Selected extract:

* Begin *

To measure local adaptation of selected populations, the F₇ populations were placed on four farms in a replacement experiment in 2016: Butterworks Farm (Westfield, VT), Grange Corner Farm (Lincolnville Center, ME), Essex Farm (Essex, NY), Adirondack Organic Grains (Westport, NY). Trials followed a randomized complete block design with three replicates. Each farmer grew the five to six “local” populations that he had selected in addition to three to four populations selected by each of the other farmers, for a total of 10 to 12 “introduced” comparison populations. Plots were screened for visual early vigor on a 1 to 9 scale, and visual measures of WCA. We were not able to seed a surrogate weed species on participating farms, due to concerns about increasing farm weed seedbanks. However, visual measures of WCA have been shown to correlate highly with biomass measurements (r=0.87), while saving considerable time and effort (Worthington et al., 2013). Measures of WCA varied by farm due to different levels of weed competition at each farm. At Essex and Adirondack, the visual ratio of wheat to weed biomass was measured. At Butterworks, intense natural weed competition prevented an accurate visual estimate of wheat to weed biomass, and heads of wheat were counted as a more reliable measure. At Grange Corner, where there was little to no weed presence, visual ratings of weed competition were not possible. An ANOVA with a random blocking factor tested differences in mean values of WCA between local and introduced populations using R [version 3.2.2] (R Core Team, 2015), package ‘lme4’ [version1.1-10] (Bates et al. 2015) (Equation 3). Data were plotted using ‘forestplot’ (Gordon 2014).

Equation 3.     Y_ijklm = µ + α_i +β_j + γ_k + d_l(f_m)+ ε_ijklm

H₀: µ_local = µ_introduced; α≤0.05

y_ijklm: trait of interest for type i, family j, farm k, rep k, trial m;

µ: overall mean response;

α_i: fixed effect of type i (local or introduced); β_j: fixed effect of family j;

γ_k: fixed effect of farm where selected k;

d_l(f_m): random effect of rep l, nested in trial m;

ε_ijklm: experimental error associated with response i,j,k,l,m

Seeding rates in all trials were adjusted based on germination rates and thousand kernel weight to obtain 376 viable seeds per square meter. Right-skewed responses were log transformed to obtain normal distributions for ANOVA models (e.g., data for the number of wheat heads at Butterworks and weed to wheat ratio at Old Town).

* End *

Material:

* Begin *

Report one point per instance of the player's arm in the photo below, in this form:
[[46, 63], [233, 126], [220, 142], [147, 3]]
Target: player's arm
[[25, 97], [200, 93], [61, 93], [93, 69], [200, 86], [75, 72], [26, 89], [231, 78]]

* End *

Jobs:
1. Please retype part of the wheat trial passage without changes, beginning at the words "Seeding rates in" and stopping after "at Old Town).".
2. Name every farm in the wheat trial passage where the F₇ populations were placed in 2016, and give the location the passage lists for each one.

Answers for the exercise:
1.
Seeding rates in all trials were adjusted based on germination rates and thousand kernel weight to obtain 376 viable seeds per square meter. Right-skewed responses were log transformed to obtain normal distributions for ANOVA models (e.g., data for the number of wheat heads at Butterworks and weed to wheat ratio at Old Town).

2.
- Butterworks Farm (Westfield, VT)
- Grange Corner Farm (Lincolnville Center, ME)
- Essex Farm (Essex, NY)
- Adirondack Organic Grains (Westport, NY)